(Dataset rows)

# # # #

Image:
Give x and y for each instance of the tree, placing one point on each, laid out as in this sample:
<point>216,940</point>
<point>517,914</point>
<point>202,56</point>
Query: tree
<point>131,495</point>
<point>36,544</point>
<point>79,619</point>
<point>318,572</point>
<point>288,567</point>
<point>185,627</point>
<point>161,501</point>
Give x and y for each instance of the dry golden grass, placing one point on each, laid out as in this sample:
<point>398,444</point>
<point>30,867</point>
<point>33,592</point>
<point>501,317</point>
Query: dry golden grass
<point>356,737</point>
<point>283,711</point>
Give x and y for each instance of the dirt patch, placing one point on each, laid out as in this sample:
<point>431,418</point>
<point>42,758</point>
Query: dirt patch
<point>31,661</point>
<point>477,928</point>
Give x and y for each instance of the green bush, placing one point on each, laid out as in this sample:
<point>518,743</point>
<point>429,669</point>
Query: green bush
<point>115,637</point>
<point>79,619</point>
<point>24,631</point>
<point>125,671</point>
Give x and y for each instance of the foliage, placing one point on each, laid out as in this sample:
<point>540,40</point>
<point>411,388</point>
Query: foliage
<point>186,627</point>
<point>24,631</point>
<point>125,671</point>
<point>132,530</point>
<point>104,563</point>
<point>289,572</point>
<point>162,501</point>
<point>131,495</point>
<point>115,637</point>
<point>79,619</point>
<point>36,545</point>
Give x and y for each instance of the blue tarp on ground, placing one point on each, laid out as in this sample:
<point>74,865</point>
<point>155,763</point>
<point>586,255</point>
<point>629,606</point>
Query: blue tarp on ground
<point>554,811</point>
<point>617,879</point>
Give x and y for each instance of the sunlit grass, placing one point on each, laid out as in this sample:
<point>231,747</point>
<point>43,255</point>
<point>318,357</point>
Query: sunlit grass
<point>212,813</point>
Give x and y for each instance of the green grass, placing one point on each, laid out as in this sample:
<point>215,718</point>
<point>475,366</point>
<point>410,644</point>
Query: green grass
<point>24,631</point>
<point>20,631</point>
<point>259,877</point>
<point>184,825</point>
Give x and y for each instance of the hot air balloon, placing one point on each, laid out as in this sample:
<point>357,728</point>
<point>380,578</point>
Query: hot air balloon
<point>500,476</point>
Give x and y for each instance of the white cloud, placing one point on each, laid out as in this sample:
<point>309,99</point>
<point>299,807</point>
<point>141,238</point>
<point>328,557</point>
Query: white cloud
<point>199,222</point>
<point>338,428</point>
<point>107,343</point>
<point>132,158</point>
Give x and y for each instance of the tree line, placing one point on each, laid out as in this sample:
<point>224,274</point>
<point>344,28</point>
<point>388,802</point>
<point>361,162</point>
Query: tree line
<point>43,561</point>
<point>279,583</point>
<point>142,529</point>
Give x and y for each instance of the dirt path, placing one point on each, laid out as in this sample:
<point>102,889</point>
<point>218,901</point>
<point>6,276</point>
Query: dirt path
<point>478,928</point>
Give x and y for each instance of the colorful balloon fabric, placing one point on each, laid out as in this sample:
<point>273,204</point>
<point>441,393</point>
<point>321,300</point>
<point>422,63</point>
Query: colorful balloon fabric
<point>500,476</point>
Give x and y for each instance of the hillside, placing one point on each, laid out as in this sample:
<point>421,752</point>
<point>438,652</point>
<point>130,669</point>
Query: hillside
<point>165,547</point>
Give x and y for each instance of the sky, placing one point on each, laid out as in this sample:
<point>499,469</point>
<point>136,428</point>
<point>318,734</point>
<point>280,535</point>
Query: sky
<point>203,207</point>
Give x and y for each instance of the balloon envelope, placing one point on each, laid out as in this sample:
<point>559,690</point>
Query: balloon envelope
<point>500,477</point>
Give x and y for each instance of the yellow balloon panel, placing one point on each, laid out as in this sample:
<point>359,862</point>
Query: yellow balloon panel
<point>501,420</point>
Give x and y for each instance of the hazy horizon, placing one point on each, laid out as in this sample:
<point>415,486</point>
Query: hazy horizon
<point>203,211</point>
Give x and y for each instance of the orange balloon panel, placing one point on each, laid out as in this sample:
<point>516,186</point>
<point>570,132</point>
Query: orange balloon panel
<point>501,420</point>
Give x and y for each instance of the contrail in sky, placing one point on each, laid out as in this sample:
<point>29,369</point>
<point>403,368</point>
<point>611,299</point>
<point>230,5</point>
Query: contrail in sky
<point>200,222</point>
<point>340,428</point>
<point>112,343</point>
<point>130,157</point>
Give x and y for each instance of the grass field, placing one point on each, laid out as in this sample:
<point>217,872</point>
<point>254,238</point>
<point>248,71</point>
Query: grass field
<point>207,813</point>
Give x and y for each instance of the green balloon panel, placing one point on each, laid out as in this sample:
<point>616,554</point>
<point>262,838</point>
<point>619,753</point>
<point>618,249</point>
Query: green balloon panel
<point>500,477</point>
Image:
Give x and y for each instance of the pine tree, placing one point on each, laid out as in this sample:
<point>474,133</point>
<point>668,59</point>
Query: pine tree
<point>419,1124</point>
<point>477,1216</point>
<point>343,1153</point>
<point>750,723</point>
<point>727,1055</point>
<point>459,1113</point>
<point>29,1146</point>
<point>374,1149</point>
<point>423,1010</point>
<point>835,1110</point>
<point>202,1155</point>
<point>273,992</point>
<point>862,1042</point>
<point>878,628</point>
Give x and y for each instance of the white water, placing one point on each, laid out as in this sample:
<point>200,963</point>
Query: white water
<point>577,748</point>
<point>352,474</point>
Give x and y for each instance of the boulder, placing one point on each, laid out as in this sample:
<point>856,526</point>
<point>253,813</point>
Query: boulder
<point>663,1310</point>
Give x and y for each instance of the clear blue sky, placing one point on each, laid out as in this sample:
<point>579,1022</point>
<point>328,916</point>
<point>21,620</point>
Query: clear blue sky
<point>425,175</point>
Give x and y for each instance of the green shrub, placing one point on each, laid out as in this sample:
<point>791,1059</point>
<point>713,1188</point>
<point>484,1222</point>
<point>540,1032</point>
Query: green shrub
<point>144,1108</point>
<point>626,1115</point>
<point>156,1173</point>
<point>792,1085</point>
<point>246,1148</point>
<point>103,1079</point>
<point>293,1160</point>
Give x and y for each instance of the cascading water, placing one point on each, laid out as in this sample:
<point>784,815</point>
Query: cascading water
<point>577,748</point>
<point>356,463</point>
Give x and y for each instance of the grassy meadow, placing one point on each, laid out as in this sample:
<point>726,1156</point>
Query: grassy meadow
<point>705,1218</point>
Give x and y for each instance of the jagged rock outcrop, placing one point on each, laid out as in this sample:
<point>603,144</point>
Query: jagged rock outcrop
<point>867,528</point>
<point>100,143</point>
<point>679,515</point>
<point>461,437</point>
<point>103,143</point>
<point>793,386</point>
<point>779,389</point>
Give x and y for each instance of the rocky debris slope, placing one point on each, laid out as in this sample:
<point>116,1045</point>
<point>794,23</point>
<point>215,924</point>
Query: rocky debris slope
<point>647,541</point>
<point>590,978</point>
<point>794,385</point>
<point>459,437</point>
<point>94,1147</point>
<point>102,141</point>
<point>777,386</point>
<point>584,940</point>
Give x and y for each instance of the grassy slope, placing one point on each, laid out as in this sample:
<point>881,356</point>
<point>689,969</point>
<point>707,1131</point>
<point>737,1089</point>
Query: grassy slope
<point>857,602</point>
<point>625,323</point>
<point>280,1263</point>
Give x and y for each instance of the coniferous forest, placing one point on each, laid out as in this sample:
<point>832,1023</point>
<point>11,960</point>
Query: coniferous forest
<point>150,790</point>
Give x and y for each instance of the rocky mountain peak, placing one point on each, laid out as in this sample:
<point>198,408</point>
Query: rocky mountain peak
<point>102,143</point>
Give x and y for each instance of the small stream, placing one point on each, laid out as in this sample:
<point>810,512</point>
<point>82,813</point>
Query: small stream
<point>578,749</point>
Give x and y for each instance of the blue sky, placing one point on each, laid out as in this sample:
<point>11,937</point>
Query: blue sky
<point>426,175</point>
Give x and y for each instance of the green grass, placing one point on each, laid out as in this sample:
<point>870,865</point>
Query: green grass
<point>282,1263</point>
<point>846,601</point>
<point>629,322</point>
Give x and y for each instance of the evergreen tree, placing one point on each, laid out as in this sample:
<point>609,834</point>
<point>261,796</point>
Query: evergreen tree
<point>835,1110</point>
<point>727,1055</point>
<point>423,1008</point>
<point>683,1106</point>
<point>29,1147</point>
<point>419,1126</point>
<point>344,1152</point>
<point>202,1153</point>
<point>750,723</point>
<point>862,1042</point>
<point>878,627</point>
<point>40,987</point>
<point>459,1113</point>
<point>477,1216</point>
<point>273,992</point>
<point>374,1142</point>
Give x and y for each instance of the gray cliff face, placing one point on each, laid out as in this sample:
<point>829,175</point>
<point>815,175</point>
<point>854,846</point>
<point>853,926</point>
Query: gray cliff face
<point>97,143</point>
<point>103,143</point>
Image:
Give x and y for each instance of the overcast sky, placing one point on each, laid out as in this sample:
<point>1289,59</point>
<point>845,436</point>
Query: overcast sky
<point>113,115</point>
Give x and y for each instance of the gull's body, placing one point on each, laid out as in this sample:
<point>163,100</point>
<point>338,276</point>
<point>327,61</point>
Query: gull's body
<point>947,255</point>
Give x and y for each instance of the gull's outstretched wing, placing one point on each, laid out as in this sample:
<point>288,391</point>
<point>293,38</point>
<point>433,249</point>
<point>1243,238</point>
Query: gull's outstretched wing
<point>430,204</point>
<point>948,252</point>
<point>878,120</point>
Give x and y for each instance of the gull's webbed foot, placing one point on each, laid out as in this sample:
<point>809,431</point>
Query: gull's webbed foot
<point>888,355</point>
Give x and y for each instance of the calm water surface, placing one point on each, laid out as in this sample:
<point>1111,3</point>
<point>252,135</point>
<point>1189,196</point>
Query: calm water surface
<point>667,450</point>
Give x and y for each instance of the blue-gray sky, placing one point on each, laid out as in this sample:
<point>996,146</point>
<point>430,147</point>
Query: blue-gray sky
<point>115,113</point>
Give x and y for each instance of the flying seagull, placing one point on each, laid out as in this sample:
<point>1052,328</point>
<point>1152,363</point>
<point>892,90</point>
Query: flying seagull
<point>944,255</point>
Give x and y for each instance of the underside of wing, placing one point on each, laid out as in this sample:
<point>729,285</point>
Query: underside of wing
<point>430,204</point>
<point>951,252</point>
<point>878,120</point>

# # # #

* **SET TASK**: Output, unchanged, the lines from the line with "gull's body, placing" through the final line of the material.

* **SOLUTION**:
Give x and y for each instance of the gull's body, placing one point on each, laid out as in this sample:
<point>163,100</point>
<point>338,276</point>
<point>327,61</point>
Query: gull's body
<point>947,255</point>
Give x and y for each instance of the gull's outstretched wing, placing one point on each, laid out as in this sample:
<point>288,391</point>
<point>293,38</point>
<point>433,249</point>
<point>1243,238</point>
Query: gull's outstretched wing
<point>430,204</point>
<point>948,252</point>
<point>878,120</point>
Give x and y for each instance of the gull's webbed foot, placing one point on each, laid out as in this sample:
<point>809,431</point>
Query: gull's webbed foot
<point>888,355</point>
Give x and y for each instance of the calm water surface, placing one point on each, laid out as in this sample:
<point>1111,3</point>
<point>252,135</point>
<point>1189,196</point>
Query: calm water surface
<point>667,450</point>
Give x and y for each instance of the blue-gray sky, placing one point on each, laid out as in this sample:
<point>996,146</point>
<point>430,147</point>
Query: blue-gray sky
<point>115,113</point>
Give x and y for each instance of the flying seagull, placing one point on each, laid out as in this sample:
<point>1052,328</point>
<point>1152,363</point>
<point>892,90</point>
Query: flying seagull
<point>944,255</point>
Give x and y for each instance of the underside of wing, placing one point on each, laid out as in this sample:
<point>729,285</point>
Query: underside of wing
<point>430,204</point>
<point>951,252</point>
<point>878,120</point>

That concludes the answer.